Viene chiamata green economy, economia verde, ma tra pochi anni si chiamerà economy e basta, senza l'aggettivo. Tutto il sistema economico internazionale sta convertendo i sistemi produttivi, l'offerta di beni, la tipologia di prodotti.

Oggi tocca agli anticipatori; si impegna nella green economy soprattutto chi ha fiutato ora il vento che soffierà sull'industria di domani. Ma le grandi scelte industriali internazionali sono già state prese. La decisione non si ascolta solamente dalle parole di Barack Obama. Il presidente degli Stati Uniti non è un visionario o un velleitario. Basta guardare che cosa sta accadendo in Cina.

A dispetto dei luoghi comuni, la Cina di oggi – arretrata, inquinante – ha deciso di diventare nel giro di qualche anno la fabbrica pulita del mondo: e quando una decisione viene presa dalla repubblica degli ingegneri (il leader Hu Jintao, ingegnere idraulico, guida il segretariato del comitato centrale del partito comunista composto da He Yong ingegnere meccanico, Xu Caihou ingegnere elettronico, He Guoqiang ingegnere chimico, Zhou Yongkang ingegnere petrolifero, Zeng Qinghong ingegnere tecnologico, oltre al filosofo Wang Gang e al politico Liu Yunshan), loro, i cinesi, sono capaci di farlo. Così come sono capaci di fare le cento centrali nucleari progettate per sostituire le vecchie caffettiere a carbone.

_DATI FORNITI_
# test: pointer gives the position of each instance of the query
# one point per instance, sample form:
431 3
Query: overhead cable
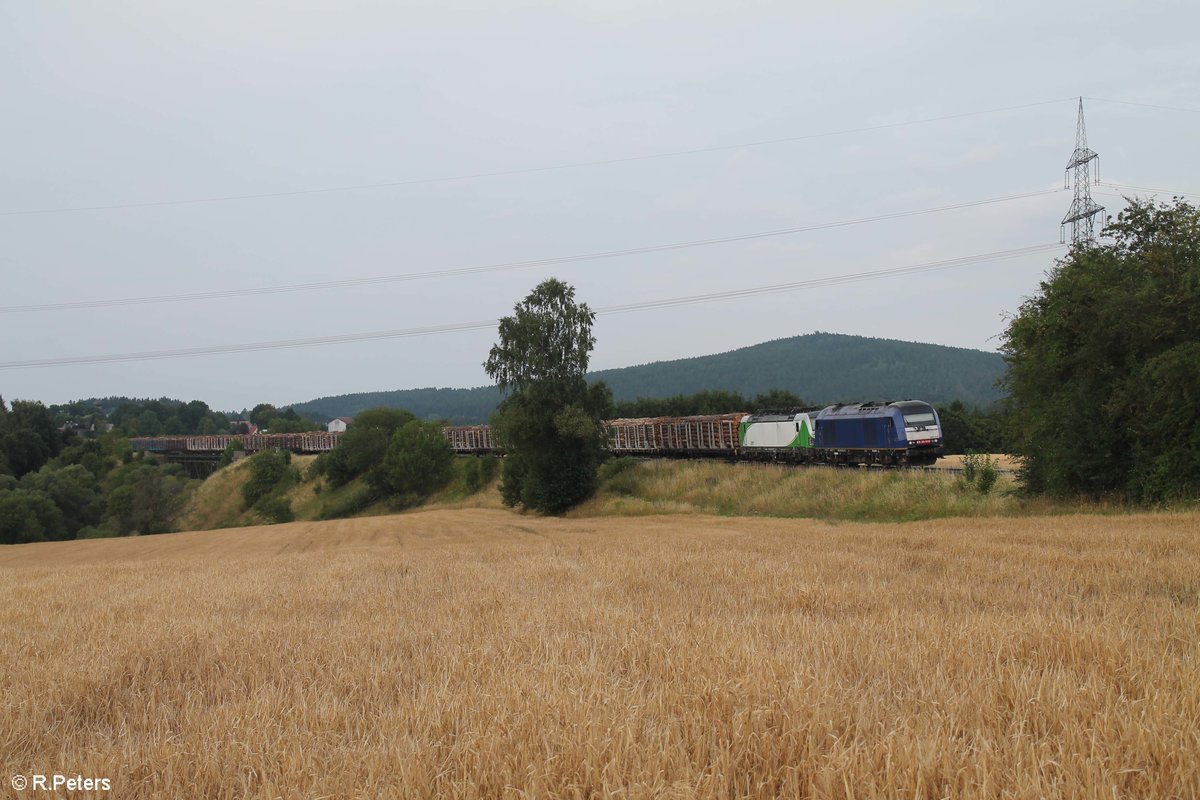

_ELENCO ATTIVITÀ_
A. Aggiorna il brano sulla green economy da "A dispetto dei" a "caffettiere a carbone.", sostituendo "fabbrica pulita" con "officina pulita".
B. Secondo il brano sulla green economy, che tipo di ingegnere è il leader Hu Jintao?
C. Continua il brano sulla green economy a partire dalla sua ultima frase.
Per svolgere queste attività i dati non servono.

_RISULTATI_
A.
A dispetto dei luoghi comuni, la Cina di oggi – arretrata, inquinante – ha deciso di diventare nel giro di qualche anno la officina pulita del mondo: e quando una decisione viene presa dalla repubblica degli ingegneri (il leader Hu Jintao, ingegnere idraulico, guida il segretariato del comitato centrale del partito comunista composto da He Yong ingegnere meccanico, Xu Caihou ingegnere elettronico, He Guoqiang ingegnere chimico, Zhou Yongkang ingegnere petrolifero, Zeng Qinghong ingegnere tecnologico, oltre al filosofo Wang Gang e al politico Liu Yunshan), loro, i cinesi, sono capaci di farlo. Così come sono capaci di fare le cento centrali nucleari progettate per sostituire le vecchie caffettiere a carbone.

B. È un ingegnere idraulico.

C.
C'è una parte del made in Italy che ha capito oggi che bisogna entrare subito nel mercato di chi innova. Oltre ai casi citati in queste pagine, ecco i detergenti a basso impatto ambientale (per esempio l'Icefor di Magenta), le auto elettriche (la Tazzari sta diventando un caso di studio), le lampade da tavolo realizzate granellando la gomma degli pneumatici usati (invenzione di Enzo Savi, uno dei più accorti esperti dell'industria del riciclo).

Benito Guerra con la sua Robur di Zingonia (Bergamo) è richiestissimo negli Usa per la sua rivoluzionaria caldaia ad assorbimento, mentre la Turboden di Brescia produce minicentrali elettriche basate sui fluidi organici nate da un'invenzione di Mario Gaia, docente al Politecnico di Milano.

Si arriva perfino a settori impalpabili come i servizi, con l'alleanza tra il certificatore Tüv Italia e l'Unicredito per aiutare chi fa innovazione verde.

Questa "green economy" non rischia di svaporare come accadde con l'infatuazione della "new economy"? No. Qui si parla di un'economia fatta di cose vere. Fatta di cose che si possono toccare. Si parla di innovazioni ottenute con la fatica. Non sarà una bolla evanescente.